● Questions to answer
a. List the six archetypes of masculinity that the post about the Amanda Vickery radio program says the series examines.
b. Answer these questions using the post about the Amanda Vickery radio program:
(i) With which period does the program associate the lover?
(ii) Which week's archetype included contributions from Max Jones and John Tosh?
(iii) What conclusion came at the end of episode two?
c. According to the post about the Amanda Vickery radio program, why does the series focus on the period in which each archetype emerged?
**** Passage provided ****
Amanda Vickery on … Men

I have been listening to this BBC Radio 4 programme on iPlayer for the past few weeks and more or less enjoying it.  The premise is that the historian Amanda Vickery examines six archetypes of masculinity, the knight, the gentleman, the lover, the sailor, the explorer and the suits, through a combination of historical experts and readings from primary sources.  This past week, the explorer, was especially fun for me as it included contributions from Max Jones, my former PhD supervisor, and John Tosh, with whom I have worked.

In general, the programme works well, although the conclusion at the end of episode two, that men defined themselves as much in relation to other men as to women was something of a ‘duh’ moment for me, although that is me talking as an historian of masculinty.  There are, however, some bigger problems with I am having with the programme.  The first of these is the association of each archetype with a particular period in history: the knight with the middle ages, the gentleman with the Renaissance, the lover with the eighteenth century, the sailor with the early nineteenth century, the explorer with the late nineteenth/early twentieth century and the suit with the mid-twentieth century.  Archetype does, of course, refer to the prototype, the original pattern on which all subsequent types are based, so examining the period of emergence is what the programme sets out to do.  But surely to understand the significance of any one archetype to our current view of masculinity we need to see how the pattern developed over time?  In other words we should probably think about the reimagining of the knight and courtly love in the nineteenth century to grasp the full significance of the twelfth century model to our ideas about masculinity and its cultural significance.
**** Dataset content ****
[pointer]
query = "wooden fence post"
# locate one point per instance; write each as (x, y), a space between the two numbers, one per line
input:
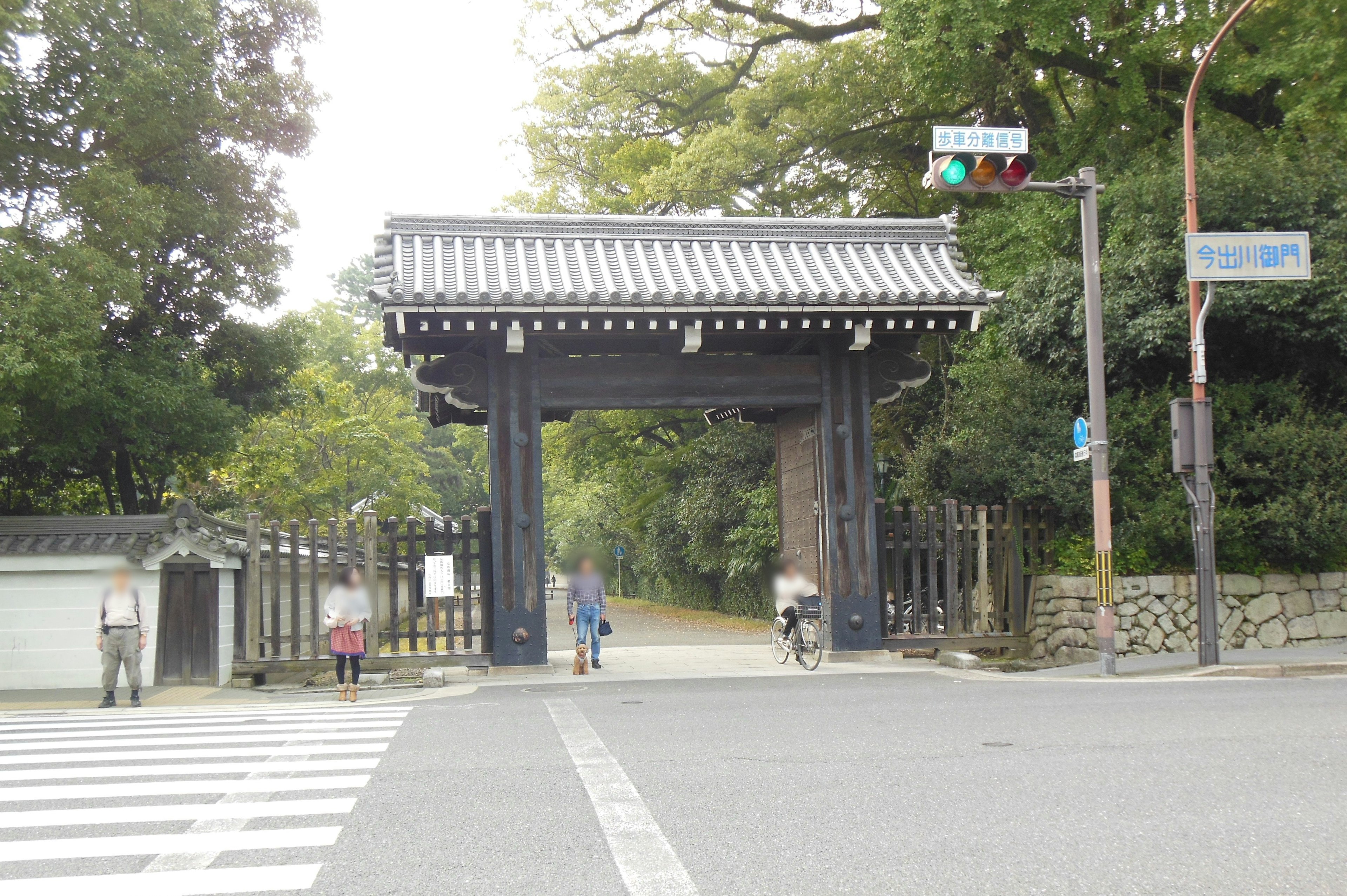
(314, 606)
(295, 622)
(999, 582)
(487, 580)
(394, 600)
(969, 597)
(253, 589)
(984, 623)
(1016, 592)
(275, 589)
(951, 569)
(371, 576)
****
● Answers
a. The knight, the gentleman, the lover, the sailor, the explorer and the suits.

b.
(i) The eighteenth century.
(ii) The explorer.
(iii) Men defined themselves as much in relation to other men as to women.

c. An archetype refers to the prototype, the original pattern on which all later types are based. Examining each archetype's period of emergence is therefore what the program sets out to do.